Instrução 1: Reescreva a parte da entrevista que começa com as palavras "A pesquisa em" e termina com "dados e imagens?", trocando "acervo" por "arquivo".
Instrução 2: Conte as linhas das entradas em que aparece a palavra "brown" e, por favor, responda apenas com o número.

Trecho selecionado:
------------

A senhora trabalhou na pesquisa do filme Tropicália, dentre outros projetos. Como foi esse processo?

Delicioso! Eu já tinha feito uma grande pesquisa anterior para um filme que acabou não indo ao ar, no aniversário de 60 anos do Caetano Veloso, em 2002. Eu já era uma espécie de “caetanóloga”. Quando o Marcelo Machado (diretor) foi chamado para fazer o Tropicália, ele me convidou a participar, porque eu já havia trabalhado com ele e ele sabia que eu já possuía um certo know how no tema. Ele me chamou para coordenar e fazer a pesquisa, e eu indiquei o Antonio Venancio, no Rio, para fazer a pesquisa também nos acervos de lá. Ir aos acervos, assistir a horas e horas de filmes, selecionar partes, decupar, acionar acervos no exterior, pesquisar online quando havia a possibilidade, estudar o tema para saber quem poderia ter material mais pessoal de fotos e super 8 – foi garimpagem pura. O que o processo de pesquisa exige de minha parte começa com paixão, estudo do tema, leitura para conhecer, paciência para pesquisar, garimpar e, claro, conhecimento profundo das fontes, também.

Qual a importância da pesquisa de acervo para a produção audiovisual?

A pesquisa em acervo só existe quando já se tem o conceito de que se quer mesmo fazer um filme histórico usando material de época. Isso é uma opção conceitual. As imagens de época ajudam a roteirizar e a compor os filmes. O uso de filmes “antigos” demonstra a importância do acervo. Porém, um acervo que apenas guarda está faltando com a sua missão. Quando se disponibilizam os filmes para pesquisa, dá-se a chance de que essas imagens antigas possam ser “ressignificadas”, isto é, de que elas possam ser usadas num documentário ganhando novos significados, vida nova, nova roupagem, novas cores, novo público. Esse arquivo passa a viver. E é meio dialético, porque ao usar filmes antigos, você mostra a importância do acervo, do arquivo que vai guardar seu filme, que um dia vai ser antigo, de época também.

Existe uma metodologia para a pesquisa de dados e imagens?

------------

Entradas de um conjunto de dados
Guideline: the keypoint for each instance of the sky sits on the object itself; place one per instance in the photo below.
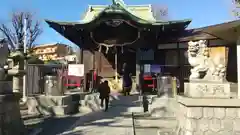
(202, 12)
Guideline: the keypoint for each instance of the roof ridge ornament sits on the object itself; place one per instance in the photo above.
(119, 3)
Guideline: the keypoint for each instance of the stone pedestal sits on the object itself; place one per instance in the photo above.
(208, 89)
(10, 118)
(208, 116)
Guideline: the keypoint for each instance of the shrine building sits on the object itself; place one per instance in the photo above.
(110, 35)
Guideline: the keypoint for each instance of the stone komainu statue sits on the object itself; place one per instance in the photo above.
(203, 67)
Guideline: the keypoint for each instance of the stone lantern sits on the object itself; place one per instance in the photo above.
(10, 118)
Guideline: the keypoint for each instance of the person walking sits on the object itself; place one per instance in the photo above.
(104, 91)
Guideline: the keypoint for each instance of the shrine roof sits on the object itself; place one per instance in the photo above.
(141, 14)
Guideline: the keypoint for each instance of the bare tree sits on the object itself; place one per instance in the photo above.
(160, 12)
(14, 33)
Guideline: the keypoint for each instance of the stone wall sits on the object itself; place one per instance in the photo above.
(10, 118)
(209, 116)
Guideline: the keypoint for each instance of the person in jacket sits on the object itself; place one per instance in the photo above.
(104, 91)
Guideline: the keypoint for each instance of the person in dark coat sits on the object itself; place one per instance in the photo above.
(127, 80)
(104, 91)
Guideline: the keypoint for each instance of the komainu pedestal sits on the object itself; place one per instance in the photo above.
(208, 116)
(207, 106)
(208, 89)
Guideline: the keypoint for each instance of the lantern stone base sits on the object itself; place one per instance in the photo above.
(208, 116)
(209, 89)
(10, 117)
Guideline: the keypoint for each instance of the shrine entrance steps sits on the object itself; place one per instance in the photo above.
(160, 118)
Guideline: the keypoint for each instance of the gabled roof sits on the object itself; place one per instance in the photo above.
(139, 14)
(141, 11)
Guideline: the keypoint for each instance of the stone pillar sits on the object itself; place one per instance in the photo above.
(238, 65)
(208, 116)
(137, 69)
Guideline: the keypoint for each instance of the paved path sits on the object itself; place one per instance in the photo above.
(112, 122)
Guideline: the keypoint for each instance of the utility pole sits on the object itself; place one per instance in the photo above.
(24, 98)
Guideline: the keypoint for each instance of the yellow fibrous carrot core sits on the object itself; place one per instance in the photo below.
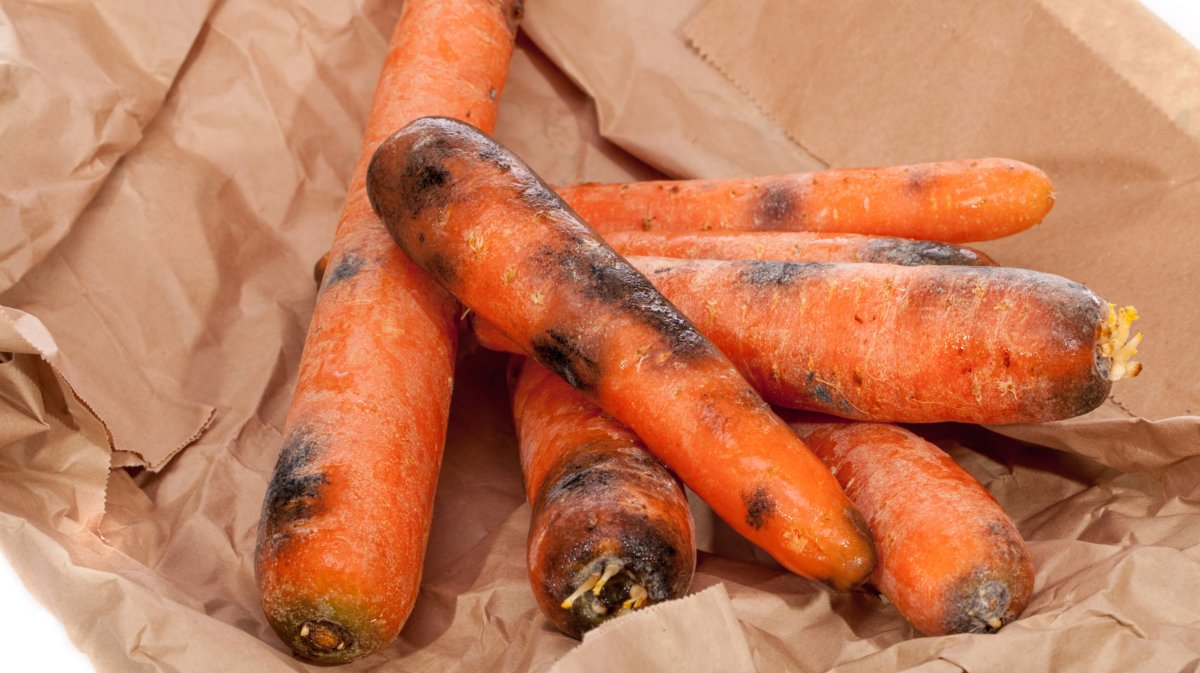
(1117, 344)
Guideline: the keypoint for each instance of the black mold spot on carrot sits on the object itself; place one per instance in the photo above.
(975, 602)
(294, 491)
(609, 278)
(916, 253)
(535, 193)
(918, 180)
(496, 157)
(760, 508)
(441, 268)
(347, 268)
(564, 356)
(773, 272)
(775, 205)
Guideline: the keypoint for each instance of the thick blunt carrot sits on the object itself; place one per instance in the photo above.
(951, 559)
(347, 512)
(793, 246)
(611, 530)
(881, 342)
(478, 220)
(952, 200)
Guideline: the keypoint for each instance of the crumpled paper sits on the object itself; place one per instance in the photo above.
(159, 292)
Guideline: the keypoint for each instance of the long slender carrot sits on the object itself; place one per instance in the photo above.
(952, 200)
(951, 559)
(793, 246)
(347, 512)
(478, 220)
(881, 342)
(611, 530)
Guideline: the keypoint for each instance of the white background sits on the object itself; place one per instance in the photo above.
(34, 641)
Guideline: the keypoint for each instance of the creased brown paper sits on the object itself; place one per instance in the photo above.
(173, 306)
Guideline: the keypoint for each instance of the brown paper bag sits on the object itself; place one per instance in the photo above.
(157, 314)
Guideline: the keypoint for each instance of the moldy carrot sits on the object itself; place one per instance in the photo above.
(951, 559)
(881, 342)
(478, 220)
(347, 512)
(611, 530)
(793, 246)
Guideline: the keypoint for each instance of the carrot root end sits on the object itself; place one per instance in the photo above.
(1117, 344)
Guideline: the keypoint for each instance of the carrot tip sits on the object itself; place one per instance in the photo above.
(610, 569)
(1117, 344)
(569, 602)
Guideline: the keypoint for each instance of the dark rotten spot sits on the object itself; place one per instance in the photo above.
(976, 605)
(610, 280)
(760, 508)
(564, 356)
(775, 206)
(347, 268)
(294, 491)
(441, 268)
(918, 180)
(917, 253)
(772, 272)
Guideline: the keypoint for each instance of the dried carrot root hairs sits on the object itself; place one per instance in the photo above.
(951, 559)
(611, 530)
(951, 200)
(492, 233)
(347, 512)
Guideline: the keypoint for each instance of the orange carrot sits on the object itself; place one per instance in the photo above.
(881, 342)
(780, 246)
(347, 512)
(478, 220)
(611, 530)
(952, 200)
(793, 246)
(951, 559)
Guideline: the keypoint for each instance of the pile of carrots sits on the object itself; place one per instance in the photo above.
(753, 340)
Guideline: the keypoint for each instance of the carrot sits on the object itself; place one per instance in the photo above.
(347, 512)
(951, 559)
(779, 246)
(477, 218)
(793, 246)
(952, 200)
(611, 530)
(880, 342)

------------

Resultado do exercício 1:
A pesquisa em arquivo só existe quando já se tem o conceito de que se quer mesmo fazer um filme histórico usando material de época. Isso é uma opção conceitual. As imagens de época ajudam a roteirizar e a compor os filmes. O uso de filmes “antigos” demonstra a importância do arquivo. Porém, um arquivo que apenas guarda está faltando com a sua missão. Quando se disponibilizam os filmes para pesquisa, dá-se a chance de que essas imagens antigas possam ser “ressignificadas”, isto é, de que elas possam ser usadas num documentário ganhando novos significados, vida nova, nova roupagem, novas cores, novo público. Esse arquivo passa a viver. E é meio dialético, porque ao usar filmes antigos, você mostra a importância do arquivo, do arquivo que vai guardar seu filme, que um dia vai ser antigo, de época também.

Existe uma metodologia para a pesquisa de dados e imagens?

Resultado do exercício 2: 2